##### SUPPLIED MATERIAL #####

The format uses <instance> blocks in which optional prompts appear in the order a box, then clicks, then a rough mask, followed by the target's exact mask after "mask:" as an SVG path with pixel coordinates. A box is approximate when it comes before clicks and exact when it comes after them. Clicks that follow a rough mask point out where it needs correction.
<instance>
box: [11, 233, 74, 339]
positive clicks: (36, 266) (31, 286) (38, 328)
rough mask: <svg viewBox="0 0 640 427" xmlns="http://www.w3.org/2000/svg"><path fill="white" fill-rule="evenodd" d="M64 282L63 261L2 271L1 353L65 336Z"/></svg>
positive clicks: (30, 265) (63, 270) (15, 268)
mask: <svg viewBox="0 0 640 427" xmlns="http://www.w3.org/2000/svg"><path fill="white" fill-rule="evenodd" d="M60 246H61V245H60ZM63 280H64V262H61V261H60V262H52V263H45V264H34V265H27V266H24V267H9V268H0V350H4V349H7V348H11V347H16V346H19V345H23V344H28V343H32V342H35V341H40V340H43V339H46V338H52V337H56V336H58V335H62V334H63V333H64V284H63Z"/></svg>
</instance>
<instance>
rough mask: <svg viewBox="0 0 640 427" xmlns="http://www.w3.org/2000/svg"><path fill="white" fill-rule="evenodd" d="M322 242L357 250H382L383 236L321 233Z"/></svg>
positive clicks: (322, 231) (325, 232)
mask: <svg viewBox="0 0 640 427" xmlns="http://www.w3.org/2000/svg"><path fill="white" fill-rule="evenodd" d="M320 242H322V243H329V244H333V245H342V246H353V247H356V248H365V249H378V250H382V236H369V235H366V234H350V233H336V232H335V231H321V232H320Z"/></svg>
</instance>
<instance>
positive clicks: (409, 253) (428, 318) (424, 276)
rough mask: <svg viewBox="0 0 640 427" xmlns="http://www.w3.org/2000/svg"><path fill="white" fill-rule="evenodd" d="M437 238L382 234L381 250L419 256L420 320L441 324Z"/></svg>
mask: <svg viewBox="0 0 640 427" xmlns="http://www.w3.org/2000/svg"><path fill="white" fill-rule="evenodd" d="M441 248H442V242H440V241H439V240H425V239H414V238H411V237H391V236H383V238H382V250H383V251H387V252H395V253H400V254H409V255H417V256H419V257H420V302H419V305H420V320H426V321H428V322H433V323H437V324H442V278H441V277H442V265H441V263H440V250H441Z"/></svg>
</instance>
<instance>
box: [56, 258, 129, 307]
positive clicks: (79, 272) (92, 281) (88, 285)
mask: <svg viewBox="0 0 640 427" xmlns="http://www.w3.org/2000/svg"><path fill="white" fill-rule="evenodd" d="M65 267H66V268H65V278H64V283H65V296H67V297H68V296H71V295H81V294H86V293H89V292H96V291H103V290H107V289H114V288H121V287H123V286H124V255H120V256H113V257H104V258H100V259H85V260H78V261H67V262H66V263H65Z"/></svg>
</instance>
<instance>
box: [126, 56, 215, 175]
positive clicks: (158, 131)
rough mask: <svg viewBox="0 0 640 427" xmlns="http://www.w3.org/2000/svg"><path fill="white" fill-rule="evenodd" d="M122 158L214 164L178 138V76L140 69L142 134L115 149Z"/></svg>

#####

▶ [PROBLEM]: Could you render every line of the saved data entries above as a numbered list, leaving out any blank lines?

▶ [EXERCISE OUTPUT]:
1. The format uses <instance> blocks in which optional prompts appear in the order a box, then clicks, then a rough mask, followed by the target's exact mask after "mask:" as an SVG path with pixel coordinates. A box is approximate when it comes before clicks and exact when it comes after them. Clicks that follow a rough mask point out where it needs correction.
2. <instance>
3. box: [11, 233, 74, 339]
4. positive clicks: (36, 266) (31, 286) (38, 328)
5. rough mask: <svg viewBox="0 0 640 427" xmlns="http://www.w3.org/2000/svg"><path fill="white" fill-rule="evenodd" d="M64 282L63 261L2 271L1 353L65 336Z"/></svg>
6. positive clicks: (30, 265) (63, 270) (15, 268)
7. mask: <svg viewBox="0 0 640 427" xmlns="http://www.w3.org/2000/svg"><path fill="white" fill-rule="evenodd" d="M60 246H61V245H60ZM63 280H64V262H61V261H60V262H52V263H45V264H34V265H27V266H24V267H9V268H0V350H4V349H7V348H11V347H16V346H19V345H23V344H28V343H32V342H35V341H40V340H43V339H46V338H52V337H56V336H58V335H62V334H63V333H64V284H63Z"/></svg>
8. </instance>
9. <instance>
10. rough mask: <svg viewBox="0 0 640 427" xmlns="http://www.w3.org/2000/svg"><path fill="white" fill-rule="evenodd" d="M322 242L357 250H382L383 236L321 233Z"/></svg>
11. positive clicks: (322, 231) (325, 232)
12. mask: <svg viewBox="0 0 640 427" xmlns="http://www.w3.org/2000/svg"><path fill="white" fill-rule="evenodd" d="M320 242H322V243H329V244H333V245H342V246H353V247H356V248H365V249H378V250H382V236H369V235H366V234H350V233H336V232H335V231H321V232H320Z"/></svg>
13. </instance>
14. <instance>
15. positive clicks: (409, 253) (428, 318) (424, 276)
16. rough mask: <svg viewBox="0 0 640 427" xmlns="http://www.w3.org/2000/svg"><path fill="white" fill-rule="evenodd" d="M437 238L382 234L381 250L419 256L420 320L441 324Z"/></svg>
17. mask: <svg viewBox="0 0 640 427" xmlns="http://www.w3.org/2000/svg"><path fill="white" fill-rule="evenodd" d="M441 248H442V242H440V241H439V240H425V239H414V238H411V237H391V236H383V238H382V250H383V251H387V252H395V253H400V254H409V255H417V256H419V257H420V302H419V305H420V320H426V321H428V322H433V323H437V324H442V278H441V277H442V265H441V263H440V250H441Z"/></svg>
18. </instance>
19. <instance>
20. box: [56, 258, 129, 307]
21. positive clicks: (79, 272) (92, 281) (88, 285)
22. mask: <svg viewBox="0 0 640 427" xmlns="http://www.w3.org/2000/svg"><path fill="white" fill-rule="evenodd" d="M65 267H66V268H65V278H64V283H65V296H67V297H68V296H71V295H81V294H86V293H89V292H96V291H103V290H107V289H114V288H121V287H123V286H124V255H120V256H113V257H104V258H100V259H85V260H78V261H67V262H66V263H65Z"/></svg>
23. </instance>
24. <instance>
25. box: [126, 56, 215, 175]
26. positive clicks: (158, 131)
27. rough mask: <svg viewBox="0 0 640 427" xmlns="http://www.w3.org/2000/svg"><path fill="white" fill-rule="evenodd" d="M122 158L214 164L178 138V76L140 69L142 134L115 149Z"/></svg>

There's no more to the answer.